■ **Task statement**
Copy the rows from the first one through the line containing "<point>526,299</point>", swapping "spot" for "find" and leaving everything else as it is.

■ **Material provided**
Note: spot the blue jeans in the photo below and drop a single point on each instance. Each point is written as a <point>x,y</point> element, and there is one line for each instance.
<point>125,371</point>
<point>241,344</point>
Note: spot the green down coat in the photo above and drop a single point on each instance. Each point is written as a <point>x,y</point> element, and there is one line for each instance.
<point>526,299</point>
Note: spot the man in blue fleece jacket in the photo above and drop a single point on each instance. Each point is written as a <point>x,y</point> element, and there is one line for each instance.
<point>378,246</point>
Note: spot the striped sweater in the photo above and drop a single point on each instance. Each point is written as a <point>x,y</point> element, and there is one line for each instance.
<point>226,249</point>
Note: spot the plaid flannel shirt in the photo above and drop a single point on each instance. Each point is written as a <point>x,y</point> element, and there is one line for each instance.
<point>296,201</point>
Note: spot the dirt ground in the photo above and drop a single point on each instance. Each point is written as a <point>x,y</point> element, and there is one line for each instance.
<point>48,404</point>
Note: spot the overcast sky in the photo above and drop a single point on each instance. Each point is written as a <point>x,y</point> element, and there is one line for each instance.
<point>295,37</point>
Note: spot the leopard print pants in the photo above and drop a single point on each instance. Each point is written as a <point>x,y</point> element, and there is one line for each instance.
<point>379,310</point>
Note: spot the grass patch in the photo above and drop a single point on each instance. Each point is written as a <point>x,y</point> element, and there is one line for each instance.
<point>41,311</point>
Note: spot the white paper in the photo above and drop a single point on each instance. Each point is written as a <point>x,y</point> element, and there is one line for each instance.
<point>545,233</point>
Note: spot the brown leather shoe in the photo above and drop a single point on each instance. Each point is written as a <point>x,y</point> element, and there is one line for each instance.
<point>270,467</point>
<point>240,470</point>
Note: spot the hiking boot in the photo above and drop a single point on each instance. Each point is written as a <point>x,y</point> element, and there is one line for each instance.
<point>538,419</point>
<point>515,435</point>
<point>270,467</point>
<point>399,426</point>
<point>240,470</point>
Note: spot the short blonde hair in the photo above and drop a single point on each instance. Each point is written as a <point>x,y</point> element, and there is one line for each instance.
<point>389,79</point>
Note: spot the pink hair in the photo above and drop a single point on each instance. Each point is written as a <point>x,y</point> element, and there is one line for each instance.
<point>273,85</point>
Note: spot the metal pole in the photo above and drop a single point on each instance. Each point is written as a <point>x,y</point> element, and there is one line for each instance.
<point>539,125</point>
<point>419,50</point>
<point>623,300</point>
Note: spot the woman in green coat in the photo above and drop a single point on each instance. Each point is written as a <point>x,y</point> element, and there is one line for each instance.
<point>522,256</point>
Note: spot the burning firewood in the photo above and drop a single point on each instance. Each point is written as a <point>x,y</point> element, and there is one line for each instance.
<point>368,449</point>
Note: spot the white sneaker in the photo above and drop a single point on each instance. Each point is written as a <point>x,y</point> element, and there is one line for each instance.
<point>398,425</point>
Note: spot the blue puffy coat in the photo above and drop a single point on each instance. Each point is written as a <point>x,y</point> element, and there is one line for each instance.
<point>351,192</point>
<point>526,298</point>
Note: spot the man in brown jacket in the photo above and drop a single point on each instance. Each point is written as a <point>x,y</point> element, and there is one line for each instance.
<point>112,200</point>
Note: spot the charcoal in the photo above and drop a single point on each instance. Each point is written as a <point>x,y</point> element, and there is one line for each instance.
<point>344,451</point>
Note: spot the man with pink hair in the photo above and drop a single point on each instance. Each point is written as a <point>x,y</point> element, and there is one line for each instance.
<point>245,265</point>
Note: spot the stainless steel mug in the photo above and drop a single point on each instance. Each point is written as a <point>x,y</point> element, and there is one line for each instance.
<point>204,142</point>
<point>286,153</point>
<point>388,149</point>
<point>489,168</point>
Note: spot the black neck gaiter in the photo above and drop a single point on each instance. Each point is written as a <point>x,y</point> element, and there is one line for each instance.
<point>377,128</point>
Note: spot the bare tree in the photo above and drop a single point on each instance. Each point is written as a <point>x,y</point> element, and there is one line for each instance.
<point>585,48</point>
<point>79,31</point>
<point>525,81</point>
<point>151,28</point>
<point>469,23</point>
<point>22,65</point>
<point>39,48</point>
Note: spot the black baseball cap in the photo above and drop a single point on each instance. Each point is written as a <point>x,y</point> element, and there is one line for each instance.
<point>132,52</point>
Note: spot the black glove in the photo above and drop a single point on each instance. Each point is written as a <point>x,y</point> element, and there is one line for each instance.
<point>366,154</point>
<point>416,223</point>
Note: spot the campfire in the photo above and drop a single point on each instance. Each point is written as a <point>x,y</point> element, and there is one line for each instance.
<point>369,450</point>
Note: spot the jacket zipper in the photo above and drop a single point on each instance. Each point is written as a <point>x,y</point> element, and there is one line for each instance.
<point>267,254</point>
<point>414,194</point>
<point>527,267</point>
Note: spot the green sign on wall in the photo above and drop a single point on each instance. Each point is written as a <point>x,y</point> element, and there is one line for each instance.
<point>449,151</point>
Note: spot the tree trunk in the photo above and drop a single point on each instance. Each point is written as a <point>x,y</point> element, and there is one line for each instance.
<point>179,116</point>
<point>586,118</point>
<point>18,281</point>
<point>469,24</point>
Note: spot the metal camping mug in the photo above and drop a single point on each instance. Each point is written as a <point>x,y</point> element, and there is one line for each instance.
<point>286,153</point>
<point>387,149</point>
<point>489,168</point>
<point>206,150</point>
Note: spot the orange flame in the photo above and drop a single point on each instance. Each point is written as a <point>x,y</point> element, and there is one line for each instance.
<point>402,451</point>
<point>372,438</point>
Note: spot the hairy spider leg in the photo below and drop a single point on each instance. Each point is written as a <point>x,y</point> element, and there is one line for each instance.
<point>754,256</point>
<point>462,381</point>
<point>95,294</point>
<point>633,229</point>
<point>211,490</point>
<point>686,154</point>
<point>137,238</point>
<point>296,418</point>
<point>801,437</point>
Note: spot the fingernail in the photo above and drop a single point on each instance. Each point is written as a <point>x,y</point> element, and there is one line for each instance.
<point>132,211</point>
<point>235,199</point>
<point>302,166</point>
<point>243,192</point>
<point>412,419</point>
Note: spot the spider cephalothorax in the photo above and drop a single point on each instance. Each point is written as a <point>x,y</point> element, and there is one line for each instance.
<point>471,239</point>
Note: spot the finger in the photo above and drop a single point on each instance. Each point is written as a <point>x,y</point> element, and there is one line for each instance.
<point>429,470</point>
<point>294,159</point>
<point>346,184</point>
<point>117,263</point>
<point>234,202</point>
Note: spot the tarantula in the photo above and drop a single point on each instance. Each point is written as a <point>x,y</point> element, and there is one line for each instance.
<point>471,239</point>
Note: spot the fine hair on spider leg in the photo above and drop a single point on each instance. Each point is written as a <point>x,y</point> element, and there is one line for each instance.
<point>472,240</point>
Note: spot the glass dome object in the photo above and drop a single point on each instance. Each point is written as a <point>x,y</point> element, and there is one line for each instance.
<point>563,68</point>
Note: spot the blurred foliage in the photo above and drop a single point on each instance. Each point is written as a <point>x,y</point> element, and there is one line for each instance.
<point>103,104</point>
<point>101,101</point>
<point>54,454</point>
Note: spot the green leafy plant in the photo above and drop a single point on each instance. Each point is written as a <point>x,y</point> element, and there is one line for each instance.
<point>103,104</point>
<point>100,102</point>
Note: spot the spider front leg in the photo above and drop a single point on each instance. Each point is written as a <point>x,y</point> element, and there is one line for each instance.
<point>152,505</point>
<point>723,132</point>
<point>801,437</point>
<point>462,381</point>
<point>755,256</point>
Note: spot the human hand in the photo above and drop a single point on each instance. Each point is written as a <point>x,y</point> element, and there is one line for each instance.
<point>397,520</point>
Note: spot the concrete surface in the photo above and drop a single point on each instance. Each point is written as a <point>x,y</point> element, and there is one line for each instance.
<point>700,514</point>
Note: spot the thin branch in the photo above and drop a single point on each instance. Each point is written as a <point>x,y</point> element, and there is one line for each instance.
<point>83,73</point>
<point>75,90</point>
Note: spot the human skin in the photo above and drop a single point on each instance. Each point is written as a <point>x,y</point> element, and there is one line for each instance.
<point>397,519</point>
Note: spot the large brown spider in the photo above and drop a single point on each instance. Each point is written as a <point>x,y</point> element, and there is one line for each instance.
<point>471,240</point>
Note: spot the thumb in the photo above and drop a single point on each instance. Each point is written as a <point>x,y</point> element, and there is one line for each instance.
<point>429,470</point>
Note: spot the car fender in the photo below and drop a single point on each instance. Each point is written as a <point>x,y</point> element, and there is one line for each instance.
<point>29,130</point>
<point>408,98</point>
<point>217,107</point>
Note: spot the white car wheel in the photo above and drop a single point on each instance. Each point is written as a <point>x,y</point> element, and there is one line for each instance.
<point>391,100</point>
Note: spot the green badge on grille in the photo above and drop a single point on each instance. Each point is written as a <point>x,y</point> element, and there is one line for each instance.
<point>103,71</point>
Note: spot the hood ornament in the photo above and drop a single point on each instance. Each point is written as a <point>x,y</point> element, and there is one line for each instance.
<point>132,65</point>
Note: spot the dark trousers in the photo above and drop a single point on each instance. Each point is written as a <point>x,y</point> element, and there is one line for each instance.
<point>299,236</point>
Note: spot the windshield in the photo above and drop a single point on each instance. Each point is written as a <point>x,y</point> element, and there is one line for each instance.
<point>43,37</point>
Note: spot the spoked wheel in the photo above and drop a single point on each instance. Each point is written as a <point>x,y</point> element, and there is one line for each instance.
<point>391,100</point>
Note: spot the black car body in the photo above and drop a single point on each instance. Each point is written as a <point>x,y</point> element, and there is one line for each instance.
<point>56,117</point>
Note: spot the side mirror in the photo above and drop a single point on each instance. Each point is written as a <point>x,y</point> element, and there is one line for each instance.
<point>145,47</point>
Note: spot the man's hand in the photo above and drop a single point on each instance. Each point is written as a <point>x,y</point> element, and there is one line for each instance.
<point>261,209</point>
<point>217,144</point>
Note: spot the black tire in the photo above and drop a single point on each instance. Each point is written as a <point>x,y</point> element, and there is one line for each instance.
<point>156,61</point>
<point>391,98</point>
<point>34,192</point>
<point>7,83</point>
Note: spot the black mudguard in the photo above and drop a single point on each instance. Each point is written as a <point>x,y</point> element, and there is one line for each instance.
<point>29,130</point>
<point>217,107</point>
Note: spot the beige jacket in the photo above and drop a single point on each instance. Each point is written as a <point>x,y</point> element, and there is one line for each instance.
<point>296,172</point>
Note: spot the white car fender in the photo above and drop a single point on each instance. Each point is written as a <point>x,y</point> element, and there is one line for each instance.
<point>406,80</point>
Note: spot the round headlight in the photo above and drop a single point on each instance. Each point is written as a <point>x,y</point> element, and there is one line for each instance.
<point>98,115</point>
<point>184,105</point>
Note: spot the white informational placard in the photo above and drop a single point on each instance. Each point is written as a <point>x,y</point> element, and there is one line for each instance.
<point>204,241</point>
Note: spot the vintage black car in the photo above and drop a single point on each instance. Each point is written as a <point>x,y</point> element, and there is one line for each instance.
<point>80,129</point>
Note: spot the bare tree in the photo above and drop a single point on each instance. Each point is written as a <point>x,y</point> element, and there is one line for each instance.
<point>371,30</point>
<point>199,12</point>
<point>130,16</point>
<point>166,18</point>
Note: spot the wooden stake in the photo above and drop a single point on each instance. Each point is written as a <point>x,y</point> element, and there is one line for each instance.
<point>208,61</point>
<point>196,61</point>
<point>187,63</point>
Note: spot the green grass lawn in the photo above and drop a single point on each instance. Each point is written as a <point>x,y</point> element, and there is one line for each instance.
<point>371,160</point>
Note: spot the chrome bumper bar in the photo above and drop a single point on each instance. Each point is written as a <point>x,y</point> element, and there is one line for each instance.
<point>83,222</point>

■ **Finished task**
Note: find the blue jeans in the photo below and drop a single point on each instance. Each point is written as a <point>x,y</point> element, and there is one line for each instance.
<point>125,371</point>
<point>241,344</point>
Note: find the green down coat in the photo above and drop a single point on each instance. Each point is written as a <point>x,y</point> element, and there is one line for each instance.
<point>526,299</point>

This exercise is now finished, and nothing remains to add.